▶ _Work request_:
Each record below is to be set down again precisely.
===
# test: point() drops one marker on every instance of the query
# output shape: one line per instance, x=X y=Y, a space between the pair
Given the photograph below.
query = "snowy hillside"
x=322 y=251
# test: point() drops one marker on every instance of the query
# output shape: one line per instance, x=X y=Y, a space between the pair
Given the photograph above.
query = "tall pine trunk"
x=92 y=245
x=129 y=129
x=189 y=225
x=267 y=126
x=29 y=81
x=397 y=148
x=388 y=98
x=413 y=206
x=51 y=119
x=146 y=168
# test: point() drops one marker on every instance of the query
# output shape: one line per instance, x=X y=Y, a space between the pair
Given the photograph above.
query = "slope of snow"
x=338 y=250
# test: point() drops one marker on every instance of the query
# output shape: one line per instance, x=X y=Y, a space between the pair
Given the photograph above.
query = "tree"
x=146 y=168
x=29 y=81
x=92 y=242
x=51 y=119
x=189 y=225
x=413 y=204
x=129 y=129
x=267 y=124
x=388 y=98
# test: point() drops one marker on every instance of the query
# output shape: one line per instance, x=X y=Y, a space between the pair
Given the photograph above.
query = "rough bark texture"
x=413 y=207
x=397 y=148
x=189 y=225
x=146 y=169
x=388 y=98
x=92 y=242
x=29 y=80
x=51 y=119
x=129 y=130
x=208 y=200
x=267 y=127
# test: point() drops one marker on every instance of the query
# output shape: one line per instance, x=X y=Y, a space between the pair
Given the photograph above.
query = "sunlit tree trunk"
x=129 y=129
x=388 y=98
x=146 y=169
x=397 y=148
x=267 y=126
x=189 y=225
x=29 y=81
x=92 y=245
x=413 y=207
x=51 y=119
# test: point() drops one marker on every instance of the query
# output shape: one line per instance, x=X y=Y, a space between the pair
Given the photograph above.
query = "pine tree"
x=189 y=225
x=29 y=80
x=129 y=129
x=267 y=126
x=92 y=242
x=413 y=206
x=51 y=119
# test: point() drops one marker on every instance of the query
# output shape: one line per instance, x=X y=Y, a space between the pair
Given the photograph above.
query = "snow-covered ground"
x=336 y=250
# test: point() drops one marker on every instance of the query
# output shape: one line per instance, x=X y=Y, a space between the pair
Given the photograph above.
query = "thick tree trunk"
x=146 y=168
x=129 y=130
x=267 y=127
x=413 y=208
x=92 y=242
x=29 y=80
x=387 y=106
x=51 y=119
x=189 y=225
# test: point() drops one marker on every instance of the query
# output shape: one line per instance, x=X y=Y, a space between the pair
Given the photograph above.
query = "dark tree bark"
===
▶ _Task response_:
# test: point() drops one marker on every instance of the query
# output shape: one line per instance, x=X y=Y, a space between the pair
Given the photograph below.
query = "snowy hillside"
x=322 y=251
# test: point() drops one marker on every instance of the query
# output shape: one line per instance, x=X y=Y, a space between the pair
Given the photograph above.
query = "tall pine trunk"
x=92 y=245
x=129 y=129
x=189 y=225
x=267 y=126
x=29 y=81
x=397 y=148
x=388 y=98
x=413 y=206
x=51 y=119
x=146 y=168
# test: point() drops one marker on every instance of the query
# output shape: one line per instance, x=X y=Y, a space between the pair
Given the photograph above.
query = "slope of snow"
x=338 y=250
# test: point() drops one marker on every instance of the query
# output shape: one line per instance, x=X y=Y, a space between the pair
Given the photograph above.
query = "tree"
x=146 y=168
x=29 y=81
x=92 y=242
x=51 y=119
x=189 y=225
x=413 y=204
x=129 y=129
x=267 y=124
x=388 y=98
# test: point() drops one marker on every instance of the query
# output shape: one line per instance, x=X y=Y, a space between the pair
Given the photograph above.
query = "rough bark texture"
x=413 y=207
x=397 y=148
x=189 y=225
x=146 y=169
x=388 y=98
x=92 y=242
x=29 y=80
x=51 y=119
x=129 y=130
x=208 y=200
x=267 y=127
# test: point() drops one marker on every instance of the query
# output shape: one line per instance, x=X y=Y, a space between the pair
Given the photograph above.
query = "sunlit tree trunk"
x=129 y=129
x=388 y=98
x=146 y=169
x=397 y=148
x=267 y=126
x=189 y=225
x=29 y=81
x=92 y=245
x=413 y=207
x=51 y=119
# test: point() drops one marker on every instance of the query
# output shape: one line per instance, x=X y=Y, a space between the pair
Given the photograph above.
query = "pine tree"
x=189 y=225
x=29 y=80
x=129 y=129
x=267 y=126
x=92 y=242
x=413 y=206
x=51 y=119
# test: point() drops one marker on every instance of the query
# output shape: one line per instance, x=X y=Y, a space between the pair
Given the photograph above.
query = "snow-covered ground"
x=336 y=250
# test: point() drops one marker on every instance of the query
# output shape: one line per instance, x=X y=Y, a space between the pair
Given the photograph above.
query = "thick tree trunk"
x=146 y=168
x=129 y=130
x=267 y=127
x=413 y=208
x=92 y=242
x=29 y=80
x=387 y=106
x=51 y=119
x=189 y=225
# test: point() drops one marker on every instance of the query
# output shape: one line per instance, x=X y=Y, a space between the pair
Given the photograph above.
query = "dark tree bark"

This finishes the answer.